Source data:
▼

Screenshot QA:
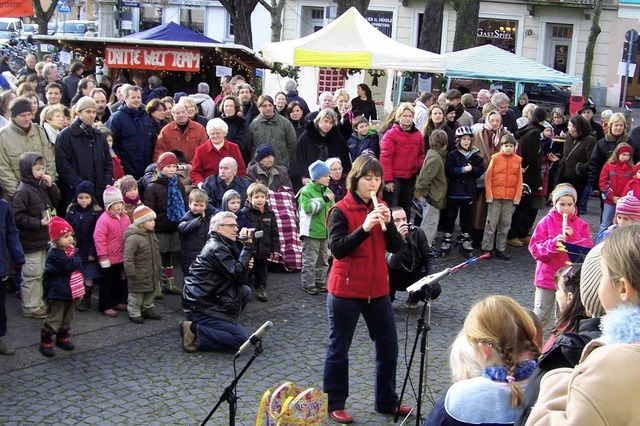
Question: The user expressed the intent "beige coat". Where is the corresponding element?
[0,120,56,200]
[527,342,640,426]
[124,225,162,293]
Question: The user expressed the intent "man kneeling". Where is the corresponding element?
[180,212,256,352]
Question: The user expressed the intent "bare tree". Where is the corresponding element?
[31,0,57,38]
[418,0,444,53]
[453,0,480,52]
[334,0,371,16]
[220,0,258,48]
[258,0,285,41]
[582,0,602,96]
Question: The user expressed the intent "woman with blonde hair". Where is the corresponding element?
[425,296,539,426]
[526,223,640,425]
[380,102,425,212]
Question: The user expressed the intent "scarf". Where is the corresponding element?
[165,173,184,223]
[599,305,640,344]
[482,359,536,383]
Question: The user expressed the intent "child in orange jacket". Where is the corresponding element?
[482,133,522,260]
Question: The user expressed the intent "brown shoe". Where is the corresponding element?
[0,339,16,355]
[507,238,524,247]
[179,321,198,353]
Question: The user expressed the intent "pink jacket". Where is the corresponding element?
[380,123,424,182]
[93,211,131,265]
[529,207,593,290]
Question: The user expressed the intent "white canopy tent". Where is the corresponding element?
[262,7,446,74]
[444,44,581,86]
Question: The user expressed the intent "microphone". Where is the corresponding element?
[407,268,451,293]
[234,321,273,358]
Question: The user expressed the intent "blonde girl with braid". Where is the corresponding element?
[425,296,539,426]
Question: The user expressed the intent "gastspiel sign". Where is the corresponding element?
[105,46,200,71]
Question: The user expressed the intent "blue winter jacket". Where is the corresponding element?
[107,104,155,179]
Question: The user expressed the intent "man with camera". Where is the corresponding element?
[179,212,256,352]
[386,206,441,309]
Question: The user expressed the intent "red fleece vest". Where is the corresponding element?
[327,192,389,299]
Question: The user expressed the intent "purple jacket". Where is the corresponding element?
[529,207,593,290]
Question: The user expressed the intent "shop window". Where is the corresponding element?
[476,18,518,53]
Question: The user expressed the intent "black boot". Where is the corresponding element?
[56,328,74,351]
[38,329,56,358]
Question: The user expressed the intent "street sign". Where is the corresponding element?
[58,1,71,13]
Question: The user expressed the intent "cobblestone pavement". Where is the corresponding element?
[0,199,598,425]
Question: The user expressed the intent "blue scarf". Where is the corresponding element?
[482,359,536,383]
[598,305,640,344]
[165,172,184,223]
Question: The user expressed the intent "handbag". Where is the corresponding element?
[256,382,329,426]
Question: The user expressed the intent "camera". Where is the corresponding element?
[238,228,264,241]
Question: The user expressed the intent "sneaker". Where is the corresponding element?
[22,308,47,319]
[302,285,318,295]
[129,317,144,324]
[507,238,524,247]
[142,308,162,320]
[495,249,511,260]
[178,321,198,353]
[256,287,269,302]
[0,339,16,355]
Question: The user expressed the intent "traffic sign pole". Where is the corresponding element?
[620,30,638,107]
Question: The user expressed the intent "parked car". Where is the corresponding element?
[0,18,23,43]
[23,24,38,35]
[56,20,98,37]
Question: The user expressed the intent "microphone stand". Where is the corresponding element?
[393,294,431,426]
[200,339,262,426]
[393,253,489,426]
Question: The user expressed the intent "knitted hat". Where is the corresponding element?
[618,145,632,156]
[49,216,73,241]
[551,183,578,205]
[156,152,178,172]
[116,175,138,196]
[309,160,329,180]
[76,180,96,200]
[256,143,276,161]
[9,97,31,118]
[102,185,124,210]
[133,204,157,226]
[76,96,98,112]
[580,242,605,317]
[616,195,640,222]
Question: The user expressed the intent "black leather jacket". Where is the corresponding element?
[182,231,255,322]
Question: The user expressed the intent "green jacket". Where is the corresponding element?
[298,182,336,240]
[415,148,447,210]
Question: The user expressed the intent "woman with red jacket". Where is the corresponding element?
[324,155,411,423]
[380,103,424,212]
[598,142,633,235]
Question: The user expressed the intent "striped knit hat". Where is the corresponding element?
[133,204,157,226]
[580,242,605,317]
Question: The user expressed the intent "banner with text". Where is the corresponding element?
[105,46,200,71]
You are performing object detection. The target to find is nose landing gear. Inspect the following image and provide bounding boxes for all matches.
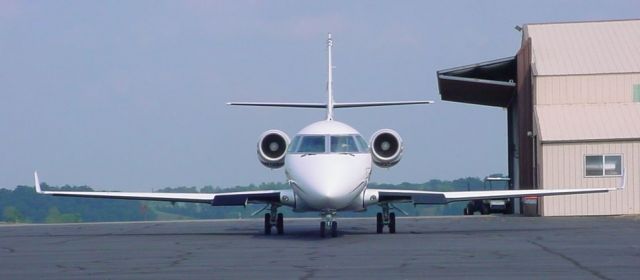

▲

Short problem: Copy out all of the items above word for word, leaving out the pictures.

Solution:
Screenshot QA:
Question: The user expressed the intent "beige coat". Where is the corresponding element?
[0,120,56,200]
[527,342,640,426]
[124,225,162,293]
Question: The user expressed the intent "man kneeling". Where is the corresponding element?
[180,212,256,352]
Question: The user expressed the intent "bare tree". Where is the corresponding element?
[31,0,57,38]
[418,0,444,53]
[453,0,480,52]
[334,0,371,16]
[220,0,258,48]
[258,0,285,41]
[582,0,602,96]
Question: The user expressed the intent "woman with blonde hair". Where is the corresponding element?
[425,296,539,426]
[526,223,640,425]
[380,102,425,212]
Question: The user expressed the intent "scarf". Where is the corresponding element?
[165,173,184,223]
[599,305,640,344]
[482,359,536,383]
Question: The user expressed the intent "child in orange jacket". Where is the corresponding element?
[482,133,522,260]
Question: The user expressed the intent "brown shoe". Where is the corresponding element?
[0,339,16,355]
[507,238,524,247]
[179,321,198,353]
Question: The user expressed the intent "pink jacket". Where is the corresponding element?
[380,123,424,182]
[93,211,131,265]
[529,207,593,290]
Question: The user expressed the intent "white canopy tent". Where is the corresponding element?
[262,7,446,74]
[444,44,581,86]
Question: The user expressed the intent "microphone". Where is the corresponding element?
[407,268,451,293]
[234,321,273,358]
Question: The user expressed the intent "blonde girl with braid". Where is the corresponding element?
[425,296,539,426]
Question: The user expressed the intent "gastspiel sign". Where is the corresponding element?
[105,46,200,71]
Question: The user expressed the intent "blue winter jacket". Where is the corresponding element?
[107,104,155,179]
Question: The user expressed the intent "man with camera". Where is the corresponding element?
[179,212,256,352]
[386,206,441,309]
Question: The user expressed the intent "red fleece vest". Where is the corresponding element?
[327,192,389,299]
Question: The user expressed the intent "purple jacket". Where is the corresponding element?
[529,207,593,290]
Question: The user expressed the intent "shop window". Where is the corresponding element?
[476,18,518,53]
Question: The user expressed the intent "black boot". Where is the corresponding element?
[56,328,74,351]
[38,329,56,358]
Question: The user expressed the intent "street sign". Where is the corresponding element?
[58,1,71,13]
Question: The user expressed the intent "cobblestone pavement". Where is the corresponding element?
[0,199,598,425]
Question: The user expressed the intent "blue scarf". Where is the corresponding element?
[482,359,536,383]
[598,305,640,344]
[165,172,184,223]
Question: The user expressed the intent "handbag". Where is the corresponding element?
[256,382,329,426]
Question: The user expressed the intent "camera". Where is the corresponding element?
[238,228,264,241]
Question: The user expressed the intent "sneaker". Where is the corresponding element?
[22,308,47,319]
[302,285,318,295]
[129,317,144,324]
[507,238,524,247]
[142,308,162,320]
[495,249,511,260]
[178,321,198,353]
[256,287,269,302]
[0,339,16,355]
Question: The user expressed the intent "traffic sign pole". Where is the corresponding element?
[620,30,638,107]
Question: The user expressed the intent "parked car". Where is the corresponding element?
[0,18,23,43]
[23,24,38,35]
[56,20,98,37]
Question: The user expressed the intent "microphone stand". Where is the corresponding element?
[393,294,431,426]
[200,339,262,426]
[393,253,489,426]
Question: The user expressed the intent "knitted hat". Where is the corresponding element?
[618,145,632,156]
[49,216,73,241]
[551,183,578,205]
[156,152,178,172]
[116,175,138,196]
[309,160,329,180]
[76,180,96,200]
[256,143,276,161]
[9,97,31,118]
[102,185,124,210]
[133,204,157,226]
[76,96,98,112]
[580,242,605,317]
[616,195,640,222]
Question: The user expressed the intent "black leather jacket". Where is the corresponding element?
[182,231,255,322]
Question: The user expressed the intent "green jacket". Where is the corresponding element?
[298,182,336,240]
[415,148,447,210]
Question: The user expressed the intent "woman with red jacket". Where is the corresponding element?
[324,155,411,423]
[380,103,424,212]
[598,142,633,235]
Question: The user expressed the intent "striped knit hat". Where is the corresponding element?
[133,204,157,226]
[580,242,605,317]
Question: The user expressed the intent "banner with text". Where is the corresponding element?
[105,46,200,71]
You are performing object detection. The target to find is nose landing gear. Inspect the following image and provide bounding boxes for all matches.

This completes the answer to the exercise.